-- EXERCISE OBJECTIVE --
Across the data, every line with the word "wheel" counts once; state the total alone.

■ ■ ■ ■ ■

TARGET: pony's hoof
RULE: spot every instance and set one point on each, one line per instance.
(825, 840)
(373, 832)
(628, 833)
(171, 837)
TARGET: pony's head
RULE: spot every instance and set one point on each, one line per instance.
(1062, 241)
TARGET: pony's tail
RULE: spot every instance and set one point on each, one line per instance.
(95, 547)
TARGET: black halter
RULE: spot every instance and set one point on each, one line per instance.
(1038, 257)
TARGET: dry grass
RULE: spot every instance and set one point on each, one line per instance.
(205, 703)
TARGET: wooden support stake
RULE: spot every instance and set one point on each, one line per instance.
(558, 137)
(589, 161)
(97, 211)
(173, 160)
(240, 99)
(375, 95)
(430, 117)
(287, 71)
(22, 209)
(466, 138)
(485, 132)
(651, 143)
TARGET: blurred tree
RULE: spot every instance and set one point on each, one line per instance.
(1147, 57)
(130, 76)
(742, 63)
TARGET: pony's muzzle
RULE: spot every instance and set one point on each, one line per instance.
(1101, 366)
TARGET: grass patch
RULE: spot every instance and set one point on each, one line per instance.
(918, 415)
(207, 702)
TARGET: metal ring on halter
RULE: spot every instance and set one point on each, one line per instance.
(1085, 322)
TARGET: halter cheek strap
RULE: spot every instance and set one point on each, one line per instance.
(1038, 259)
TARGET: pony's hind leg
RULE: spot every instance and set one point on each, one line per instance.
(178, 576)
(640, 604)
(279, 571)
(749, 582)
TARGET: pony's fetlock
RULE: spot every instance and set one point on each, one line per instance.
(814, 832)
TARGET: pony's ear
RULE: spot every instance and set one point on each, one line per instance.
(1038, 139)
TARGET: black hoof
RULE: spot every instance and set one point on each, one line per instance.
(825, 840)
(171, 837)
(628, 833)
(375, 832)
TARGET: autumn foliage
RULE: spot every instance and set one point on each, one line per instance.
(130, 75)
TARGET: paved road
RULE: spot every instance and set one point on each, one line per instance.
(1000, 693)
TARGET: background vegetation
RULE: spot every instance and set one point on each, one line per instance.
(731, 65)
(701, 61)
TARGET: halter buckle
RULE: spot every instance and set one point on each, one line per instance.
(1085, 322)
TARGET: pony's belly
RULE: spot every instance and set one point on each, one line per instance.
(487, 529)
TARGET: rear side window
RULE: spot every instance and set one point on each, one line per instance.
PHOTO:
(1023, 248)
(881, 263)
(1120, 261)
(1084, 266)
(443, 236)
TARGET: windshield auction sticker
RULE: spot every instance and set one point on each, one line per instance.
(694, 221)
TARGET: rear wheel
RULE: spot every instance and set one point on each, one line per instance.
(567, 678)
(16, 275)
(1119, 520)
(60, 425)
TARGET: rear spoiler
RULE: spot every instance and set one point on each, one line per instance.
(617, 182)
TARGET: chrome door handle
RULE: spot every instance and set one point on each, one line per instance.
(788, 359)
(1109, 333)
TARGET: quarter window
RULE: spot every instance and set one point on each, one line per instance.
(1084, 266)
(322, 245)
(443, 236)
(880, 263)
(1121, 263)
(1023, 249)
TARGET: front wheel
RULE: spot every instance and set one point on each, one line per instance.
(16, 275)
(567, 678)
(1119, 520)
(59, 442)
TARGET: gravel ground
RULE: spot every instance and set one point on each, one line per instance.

■ ■ ■ ■ ■

-- ANSWER SECTION --
2